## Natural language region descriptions
※

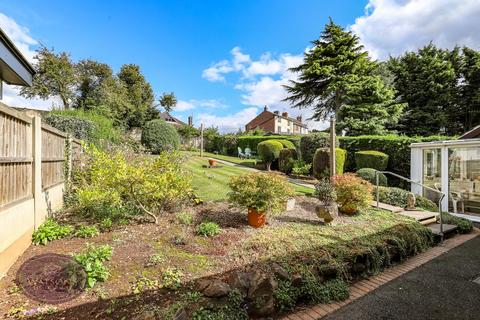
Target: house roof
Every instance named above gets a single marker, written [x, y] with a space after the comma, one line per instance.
[169, 118]
[472, 134]
[14, 67]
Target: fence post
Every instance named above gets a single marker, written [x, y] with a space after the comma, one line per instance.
[37, 169]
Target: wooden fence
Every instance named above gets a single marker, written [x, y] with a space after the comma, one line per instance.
[32, 176]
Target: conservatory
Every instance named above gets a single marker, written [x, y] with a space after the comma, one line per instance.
[452, 167]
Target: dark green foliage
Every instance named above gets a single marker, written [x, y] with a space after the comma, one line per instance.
[398, 197]
[286, 143]
[310, 143]
[208, 229]
[253, 141]
[286, 160]
[463, 225]
[396, 147]
[371, 159]
[269, 151]
[158, 136]
[50, 230]
[369, 175]
[321, 162]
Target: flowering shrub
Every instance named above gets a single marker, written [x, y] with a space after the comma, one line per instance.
[353, 193]
[114, 185]
[266, 192]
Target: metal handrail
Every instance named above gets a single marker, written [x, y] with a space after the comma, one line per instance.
[442, 194]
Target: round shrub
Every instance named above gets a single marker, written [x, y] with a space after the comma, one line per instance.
[286, 144]
[158, 136]
[371, 159]
[286, 160]
[321, 162]
[353, 193]
[269, 151]
[369, 175]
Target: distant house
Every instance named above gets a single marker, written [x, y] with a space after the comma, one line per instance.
[175, 121]
[274, 122]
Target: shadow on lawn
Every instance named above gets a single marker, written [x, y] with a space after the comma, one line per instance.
[350, 260]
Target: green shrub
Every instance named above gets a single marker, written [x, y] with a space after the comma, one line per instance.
[398, 197]
[371, 159]
[310, 143]
[253, 141]
[269, 151]
[158, 136]
[86, 232]
[353, 193]
[185, 218]
[463, 225]
[266, 192]
[208, 229]
[114, 185]
[369, 175]
[396, 147]
[321, 162]
[91, 259]
[286, 160]
[50, 230]
[286, 143]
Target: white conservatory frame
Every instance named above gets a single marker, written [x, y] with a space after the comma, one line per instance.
[417, 166]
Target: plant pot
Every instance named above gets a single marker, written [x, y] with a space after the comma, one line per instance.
[256, 219]
[327, 212]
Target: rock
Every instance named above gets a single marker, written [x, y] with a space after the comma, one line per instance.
[280, 272]
[239, 280]
[260, 295]
[216, 289]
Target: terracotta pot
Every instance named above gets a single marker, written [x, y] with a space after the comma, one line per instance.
[256, 219]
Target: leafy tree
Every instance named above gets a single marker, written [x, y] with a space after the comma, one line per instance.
[337, 77]
[139, 93]
[168, 101]
[427, 81]
[55, 77]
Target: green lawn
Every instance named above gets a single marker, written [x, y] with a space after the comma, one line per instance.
[211, 184]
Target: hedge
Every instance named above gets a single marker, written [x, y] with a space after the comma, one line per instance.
[396, 147]
[310, 143]
[253, 141]
[371, 159]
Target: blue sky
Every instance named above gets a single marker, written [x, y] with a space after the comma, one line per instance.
[223, 59]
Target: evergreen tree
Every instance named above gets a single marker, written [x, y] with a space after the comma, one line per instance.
[337, 77]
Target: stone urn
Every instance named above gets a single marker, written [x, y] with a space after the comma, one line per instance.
[327, 212]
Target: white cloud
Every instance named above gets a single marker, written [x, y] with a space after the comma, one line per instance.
[229, 123]
[185, 105]
[22, 39]
[391, 27]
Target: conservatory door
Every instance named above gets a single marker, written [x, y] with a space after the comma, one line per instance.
[464, 179]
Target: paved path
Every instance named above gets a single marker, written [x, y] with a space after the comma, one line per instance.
[440, 289]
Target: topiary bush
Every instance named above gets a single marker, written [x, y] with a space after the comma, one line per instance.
[158, 136]
[353, 193]
[286, 160]
[269, 151]
[371, 159]
[321, 162]
[369, 175]
[310, 143]
[286, 144]
[398, 197]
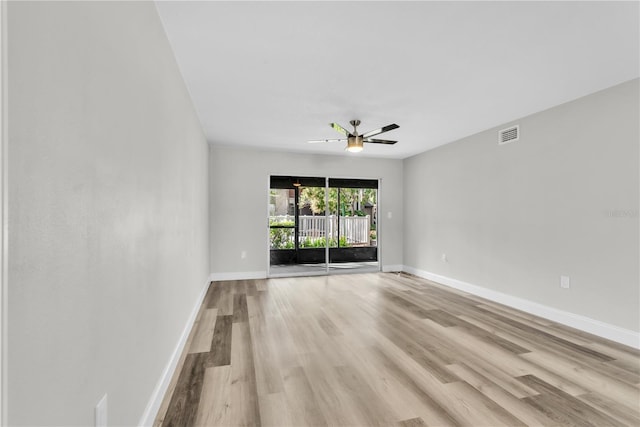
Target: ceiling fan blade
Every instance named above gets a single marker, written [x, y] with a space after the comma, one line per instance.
[386, 128]
[317, 141]
[340, 129]
[380, 141]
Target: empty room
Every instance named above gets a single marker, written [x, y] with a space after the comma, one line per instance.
[320, 213]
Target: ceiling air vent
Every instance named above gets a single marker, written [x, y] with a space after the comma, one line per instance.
[508, 135]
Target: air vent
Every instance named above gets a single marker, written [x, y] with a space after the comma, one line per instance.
[509, 135]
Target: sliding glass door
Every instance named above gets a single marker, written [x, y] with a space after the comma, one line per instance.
[321, 225]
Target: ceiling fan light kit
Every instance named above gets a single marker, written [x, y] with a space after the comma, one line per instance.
[355, 141]
[354, 144]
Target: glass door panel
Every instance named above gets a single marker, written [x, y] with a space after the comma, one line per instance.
[355, 236]
[297, 236]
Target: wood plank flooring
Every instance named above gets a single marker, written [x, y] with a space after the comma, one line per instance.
[388, 349]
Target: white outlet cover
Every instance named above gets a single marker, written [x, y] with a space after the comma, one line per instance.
[101, 412]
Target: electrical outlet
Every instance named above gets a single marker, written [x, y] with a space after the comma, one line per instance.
[101, 412]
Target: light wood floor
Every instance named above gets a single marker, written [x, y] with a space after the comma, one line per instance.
[389, 349]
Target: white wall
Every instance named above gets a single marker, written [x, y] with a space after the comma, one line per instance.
[561, 201]
[239, 197]
[108, 222]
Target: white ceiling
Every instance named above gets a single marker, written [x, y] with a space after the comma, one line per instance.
[274, 74]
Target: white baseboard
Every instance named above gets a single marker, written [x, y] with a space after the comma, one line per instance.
[240, 275]
[586, 324]
[151, 411]
[392, 268]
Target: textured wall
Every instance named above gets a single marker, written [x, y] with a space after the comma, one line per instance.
[108, 237]
[239, 197]
[561, 201]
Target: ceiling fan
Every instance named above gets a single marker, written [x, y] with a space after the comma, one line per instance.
[354, 140]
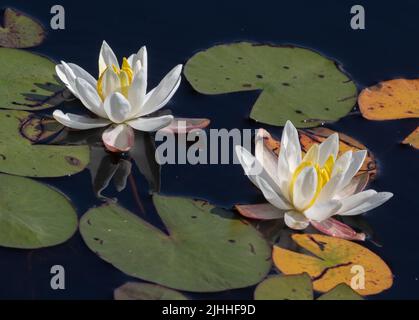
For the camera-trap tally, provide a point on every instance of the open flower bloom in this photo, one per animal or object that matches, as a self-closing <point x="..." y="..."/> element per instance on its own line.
<point x="118" y="98"/>
<point x="310" y="188"/>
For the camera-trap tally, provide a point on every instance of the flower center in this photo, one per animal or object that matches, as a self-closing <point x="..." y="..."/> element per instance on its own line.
<point x="125" y="75"/>
<point x="323" y="176"/>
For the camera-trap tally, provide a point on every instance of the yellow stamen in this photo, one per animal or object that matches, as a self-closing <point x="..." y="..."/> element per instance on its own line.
<point x="125" y="75"/>
<point x="323" y="176"/>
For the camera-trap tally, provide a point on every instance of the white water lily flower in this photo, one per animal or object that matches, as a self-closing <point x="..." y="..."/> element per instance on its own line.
<point x="119" y="97"/>
<point x="313" y="188"/>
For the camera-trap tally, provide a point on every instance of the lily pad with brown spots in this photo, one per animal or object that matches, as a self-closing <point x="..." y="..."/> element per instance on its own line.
<point x="20" y="156"/>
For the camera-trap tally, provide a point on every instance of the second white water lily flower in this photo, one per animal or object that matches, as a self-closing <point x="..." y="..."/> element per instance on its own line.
<point x="310" y="188"/>
<point x="118" y="98"/>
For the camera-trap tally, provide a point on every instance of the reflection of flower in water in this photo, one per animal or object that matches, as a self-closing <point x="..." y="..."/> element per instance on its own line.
<point x="118" y="97"/>
<point x="313" y="188"/>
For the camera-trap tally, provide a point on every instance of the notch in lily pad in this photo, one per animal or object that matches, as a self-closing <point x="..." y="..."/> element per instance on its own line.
<point x="296" y="84"/>
<point x="20" y="30"/>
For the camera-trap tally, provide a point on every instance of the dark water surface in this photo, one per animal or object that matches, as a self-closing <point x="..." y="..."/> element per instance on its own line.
<point x="173" y="31"/>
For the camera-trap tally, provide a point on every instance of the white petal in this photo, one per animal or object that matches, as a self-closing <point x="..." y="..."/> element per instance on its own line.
<point x="142" y="57"/>
<point x="323" y="210"/>
<point x="304" y="188"/>
<point x="67" y="76"/>
<point x="137" y="90"/>
<point x="330" y="188"/>
<point x="110" y="83"/>
<point x="290" y="149"/>
<point x="60" y="70"/>
<point x="272" y="196"/>
<point x="79" y="72"/>
<point x="364" y="203"/>
<point x="117" y="107"/>
<point x="327" y="148"/>
<point x="106" y="58"/>
<point x="296" y="220"/>
<point x="342" y="163"/>
<point x="356" y="164"/>
<point x="75" y="121"/>
<point x="266" y="158"/>
<point x="312" y="154"/>
<point x="119" y="138"/>
<point x="90" y="98"/>
<point x="150" y="124"/>
<point x="161" y="95"/>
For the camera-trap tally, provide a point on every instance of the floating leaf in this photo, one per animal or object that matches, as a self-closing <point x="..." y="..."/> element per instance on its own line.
<point x="184" y="125"/>
<point x="296" y="287"/>
<point x="309" y="137"/>
<point x="33" y="215"/>
<point x="413" y="139"/>
<point x="297" y="84"/>
<point x="335" y="228"/>
<point x="20" y="30"/>
<point x="332" y="263"/>
<point x="28" y="81"/>
<point x="146" y="291"/>
<point x="20" y="157"/>
<point x="205" y="249"/>
<point x="341" y="292"/>
<point x="390" y="100"/>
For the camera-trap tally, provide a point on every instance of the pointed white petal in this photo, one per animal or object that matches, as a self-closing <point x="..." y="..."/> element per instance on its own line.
<point x="342" y="163"/>
<point x="271" y="195"/>
<point x="118" y="138"/>
<point x="323" y="210"/>
<point x="296" y="220"/>
<point x="305" y="188"/>
<point x="329" y="147"/>
<point x="106" y="58"/>
<point x="90" y="98"/>
<point x="290" y="146"/>
<point x="364" y="203"/>
<point x="78" y="122"/>
<point x="160" y="96"/>
<point x="137" y="90"/>
<point x="79" y="72"/>
<point x="117" y="107"/>
<point x="150" y="124"/>
<point x="312" y="154"/>
<point x="59" y="69"/>
<point x="266" y="158"/>
<point x="110" y="83"/>
<point x="329" y="190"/>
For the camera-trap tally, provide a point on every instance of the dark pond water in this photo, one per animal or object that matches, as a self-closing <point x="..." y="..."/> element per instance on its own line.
<point x="173" y="31"/>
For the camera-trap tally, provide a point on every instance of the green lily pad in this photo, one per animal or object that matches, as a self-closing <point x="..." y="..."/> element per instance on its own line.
<point x="295" y="287"/>
<point x="297" y="84"/>
<point x="20" y="157"/>
<point x="204" y="250"/>
<point x="28" y="81"/>
<point x="20" y="30"/>
<point x="341" y="292"/>
<point x="146" y="291"/>
<point x="33" y="215"/>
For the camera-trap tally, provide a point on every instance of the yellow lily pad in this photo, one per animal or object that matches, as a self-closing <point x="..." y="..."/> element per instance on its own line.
<point x="413" y="139"/>
<point x="333" y="263"/>
<point x="390" y="100"/>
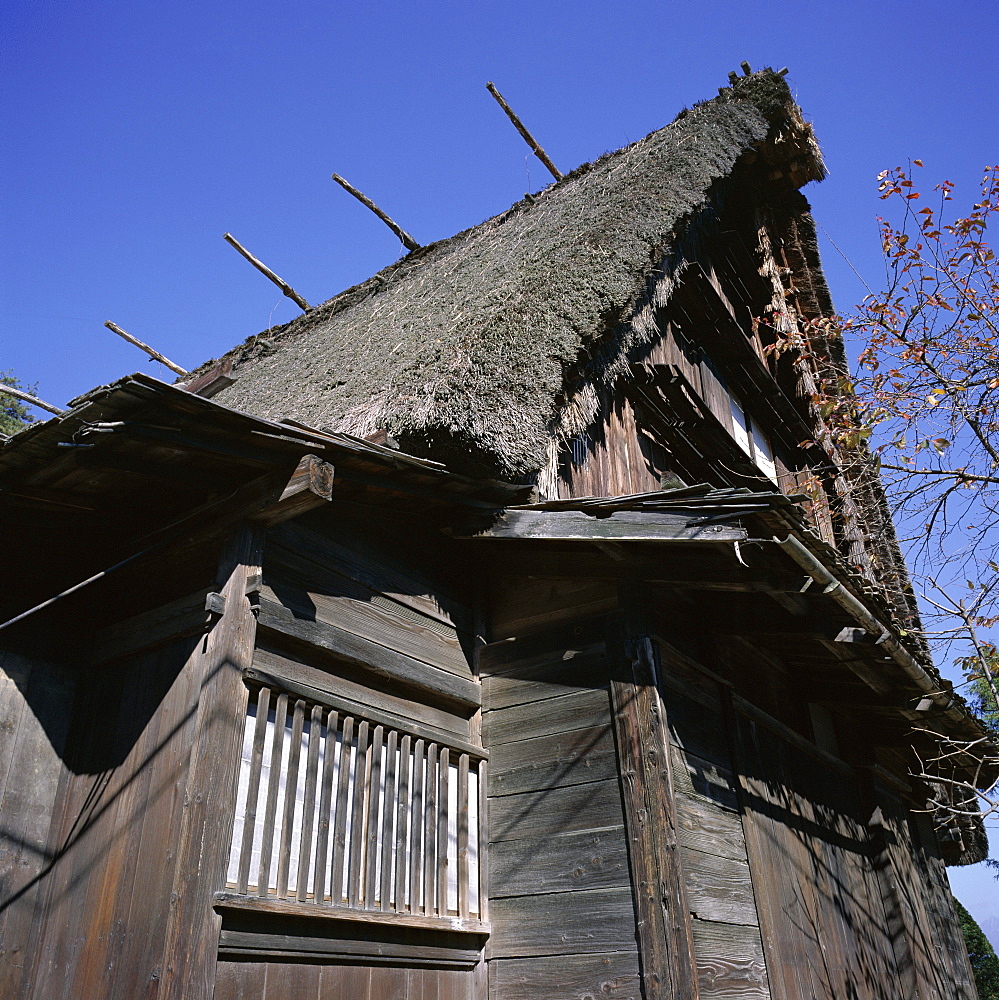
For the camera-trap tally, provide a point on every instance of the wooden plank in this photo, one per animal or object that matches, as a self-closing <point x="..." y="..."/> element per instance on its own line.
<point x="443" y="809"/>
<point x="371" y="621"/>
<point x="190" y="949"/>
<point x="290" y="796"/>
<point x="431" y="804"/>
<point x="370" y="657"/>
<point x="597" y="920"/>
<point x="730" y="962"/>
<point x="338" y="877"/>
<point x="374" y="804"/>
<point x="253" y="787"/>
<point x="349" y="695"/>
<point x="536" y="683"/>
<point x="273" y="790"/>
<point x="391" y="802"/>
<point x="309" y="805"/>
<point x="555" y="811"/>
<point x="610" y="976"/>
<point x="718" y="889"/>
<point x="462" y="836"/>
<point x="568" y="862"/>
<point x="355" y="850"/>
<point x="182" y="617"/>
<point x="583" y="710"/>
<point x="402" y="822"/>
<point x="577" y="757"/>
<point x="650" y="811"/>
<point x="331" y="916"/>
<point x="417" y="846"/>
<point x="326" y="805"/>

※

## TASK DIRECTIONS
How would the lines above read from the one with "Target: paved path" to the one with "Target: empty room", inclusive, with no pictures? Write them out exactly.

## TASK OUTPUT
Target: paved path
Every instance named above gets a single marker, written [x, y] with a space after the comma, one line per instance.
[440, 289]
Target: topiary bush
Every instance named above gets a single marker, written [x, y] with a space after the comma, one line per instance.
[158, 136]
[353, 193]
[286, 160]
[269, 151]
[371, 159]
[321, 162]
[369, 175]
[310, 143]
[286, 144]
[398, 197]
Target: ceiling fan blade
Every instance named above gets a single marker, written [x, y] with a space after the comma, one line per instance.
[386, 128]
[317, 141]
[340, 129]
[380, 141]
Target: empty room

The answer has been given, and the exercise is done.